Objective>
Continue the amateur radio club news excerpt from the point where it stops.
··· Document excerpt
Club News
Antennas are always fun! (And frustrating!)
Bob, W8ERD, files this report about getting his antenna arrays
back up to snuff- with the help of some friends!
Today Steve Coe K8SWH and Dave Lewis K8DL very kindly came
over to help me with some antenna projects.
1. My 2 M antenna has wildly varying SWR when it rains. We took
it apart and found the base joint was wet inside.
We dried it with a heat gun and sealed it up. Unfortunately the
SWR is still 5:1.
Then we had a great lunch of pizza and brownies provided by my
great wife Judy.
2. We then installed a nanostation mesh node on my mast. We
used some cat 5 cable that was much too long and had to be
dragged thru my crawlspace by hero Dave. I can now connect
weakly to the Ostrander node.
Bob W8ERD
And to guarantee the antennas would work- the traditional pizza!
Batteries!
This is something I know a little about. I led the IoT monitoring of ~40 million
batteries around the world in UPS duty for data centers, fiber sites, cell sites,
and telecom site and tracked the wear out for backup generators, UPS,
batteries, air units, etc for a long time.
The world is certainly moving to Lithium, but unless you have a space and
weight challenge, the benign nature of lead acid batteries, particularly AGM
(semi-sealed absorbed glass mat) are on par and often less costly.
······
··· Recorded data
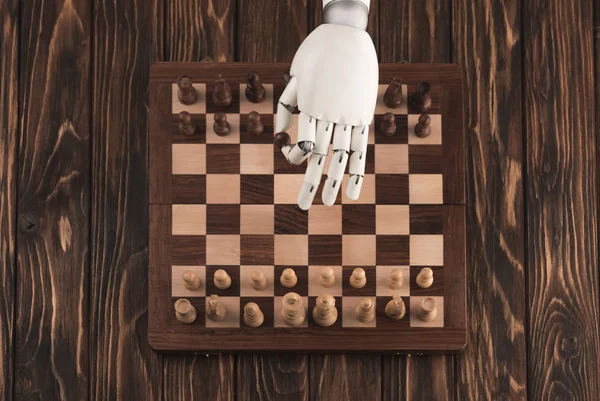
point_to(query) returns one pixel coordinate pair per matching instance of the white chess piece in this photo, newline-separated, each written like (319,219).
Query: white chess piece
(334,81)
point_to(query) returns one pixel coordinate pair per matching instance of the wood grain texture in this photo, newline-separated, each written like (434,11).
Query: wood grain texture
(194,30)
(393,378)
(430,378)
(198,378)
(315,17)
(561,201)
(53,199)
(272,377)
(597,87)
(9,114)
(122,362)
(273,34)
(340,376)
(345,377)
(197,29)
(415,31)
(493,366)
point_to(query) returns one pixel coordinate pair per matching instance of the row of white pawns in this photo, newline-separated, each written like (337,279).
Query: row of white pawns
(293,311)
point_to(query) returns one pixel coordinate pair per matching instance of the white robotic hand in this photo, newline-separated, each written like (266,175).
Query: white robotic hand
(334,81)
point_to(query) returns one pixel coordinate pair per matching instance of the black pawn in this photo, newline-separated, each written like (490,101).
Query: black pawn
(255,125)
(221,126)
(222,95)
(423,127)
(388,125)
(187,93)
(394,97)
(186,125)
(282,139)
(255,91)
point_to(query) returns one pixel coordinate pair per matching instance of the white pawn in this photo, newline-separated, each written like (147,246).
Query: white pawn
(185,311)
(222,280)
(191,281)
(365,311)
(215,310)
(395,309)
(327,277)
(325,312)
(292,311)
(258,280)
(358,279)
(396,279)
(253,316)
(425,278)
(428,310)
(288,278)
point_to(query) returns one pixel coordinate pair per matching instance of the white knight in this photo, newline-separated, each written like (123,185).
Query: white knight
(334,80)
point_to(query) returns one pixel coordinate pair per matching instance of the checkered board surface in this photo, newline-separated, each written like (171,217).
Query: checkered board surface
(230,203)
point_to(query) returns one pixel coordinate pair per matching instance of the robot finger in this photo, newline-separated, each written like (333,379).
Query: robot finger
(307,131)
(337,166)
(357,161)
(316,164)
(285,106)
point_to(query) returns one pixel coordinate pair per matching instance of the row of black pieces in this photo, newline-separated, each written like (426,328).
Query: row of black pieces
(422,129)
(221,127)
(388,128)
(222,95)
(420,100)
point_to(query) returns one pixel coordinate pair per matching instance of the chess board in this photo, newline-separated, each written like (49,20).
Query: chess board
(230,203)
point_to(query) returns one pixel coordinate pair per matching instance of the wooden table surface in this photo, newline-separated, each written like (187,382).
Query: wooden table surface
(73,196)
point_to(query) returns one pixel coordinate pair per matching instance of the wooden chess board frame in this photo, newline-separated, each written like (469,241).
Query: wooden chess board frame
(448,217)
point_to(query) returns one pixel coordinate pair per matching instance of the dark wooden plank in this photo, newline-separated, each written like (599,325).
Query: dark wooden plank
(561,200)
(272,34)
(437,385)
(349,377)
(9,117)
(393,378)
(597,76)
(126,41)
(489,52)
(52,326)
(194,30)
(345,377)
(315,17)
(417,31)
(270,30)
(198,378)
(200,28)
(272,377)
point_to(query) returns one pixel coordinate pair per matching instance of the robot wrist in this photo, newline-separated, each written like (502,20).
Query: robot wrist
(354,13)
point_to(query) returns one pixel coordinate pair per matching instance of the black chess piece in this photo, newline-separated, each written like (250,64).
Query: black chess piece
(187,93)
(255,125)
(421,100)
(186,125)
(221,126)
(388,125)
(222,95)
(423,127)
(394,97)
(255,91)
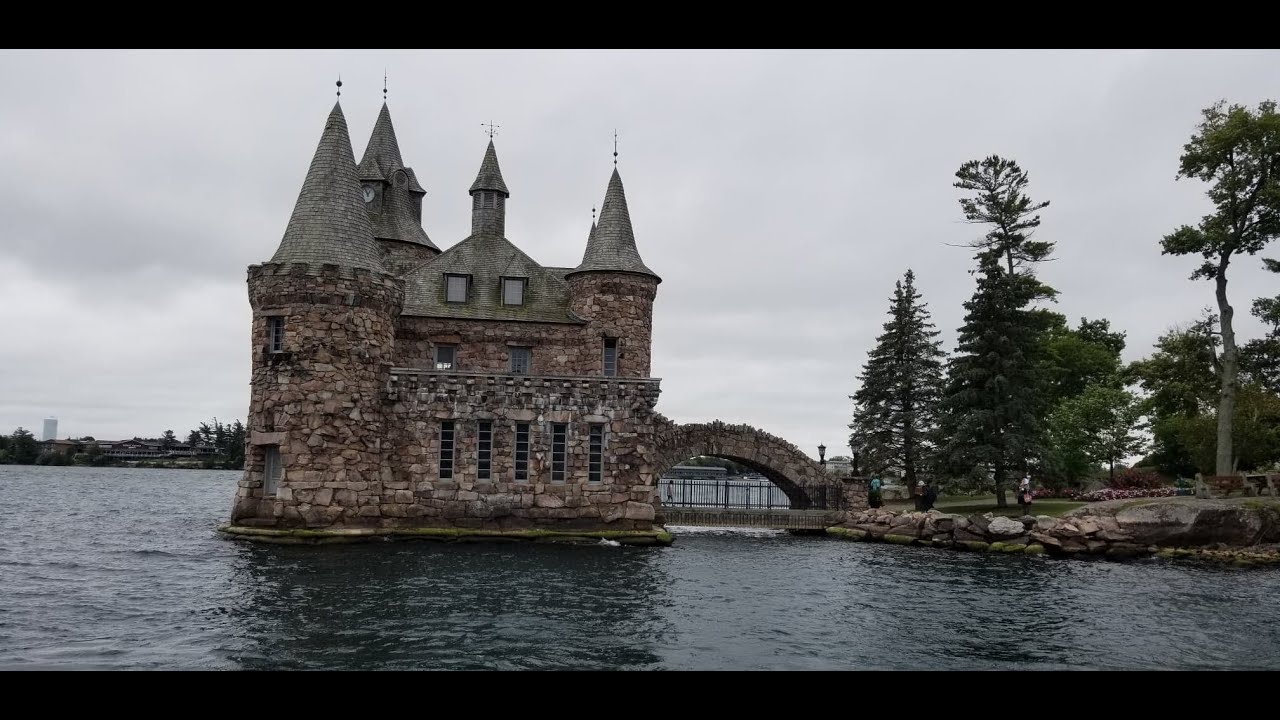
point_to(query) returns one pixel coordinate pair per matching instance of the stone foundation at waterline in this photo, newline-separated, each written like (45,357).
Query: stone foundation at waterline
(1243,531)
······
Output below>
If you are thinking about this, I suggest the following. You can get dual
conversion high efficiency UPS’s that are designed to carry you load and at the
same time, they FULLY isolate your critical gear from the AC lines.
Here is one example I just nabbed from eBay without looking too hard
(probably assembled or at least shipped) out our Delaware facility on Pittsburgh
Dr.
https://www.ebay.com/itm/Liebert-GXT4-2000RT120-Uninterruptible-Power-
Supply/313132201029?hash=item48e8223445:g:1SEAAOSw05Ve-4hT
They work like this: AC Power In > Convert AC into DC (not just rectify and filter)
> Battery subsystem > Convert DC to AC > distribute power and protect
These UPS are designed to run for 10 years. From my experience a 12 volt
investors are terribly unreliable; they are generally not designed for long term
use and the definitely are not RF quiet, surge energy capable, etc.
Why buy a worn out UPS on eBay? The batteries wear out in these in about 3
years. The UPS is often in fantastic shape.
As to batteries, they take AGMs like emergency lights take—these are super low
cost and everywhere. Alternatively, you could put four (or more) car batteries in
in series to power the GXT4.
These GXT4s (as likely are our competitors units from APC) are tanks. The
batteries just expire. I have GXTs here at home, one in the shack, one on the
sump pump, one at my home work desk; and run with 95% efficiency.
Sorry, I am selling on dual conversion technology. I am just a little proud of
great products from our hometown company, Vertiv.
By the way, that plant has the worlds largest UPS testing facility—they can test
loads up to 10 megawatts—surges, dips, shorts(a 10 megawatt short circuit test
is impressive!), spikes, RF, tempest, etc,
Happy to discuss more if you are curious
Greg, NZ8R
Scouts and ham radio
Thank you for letting us use the 19 machine for Jamboree on the Air at Camp Lazarus.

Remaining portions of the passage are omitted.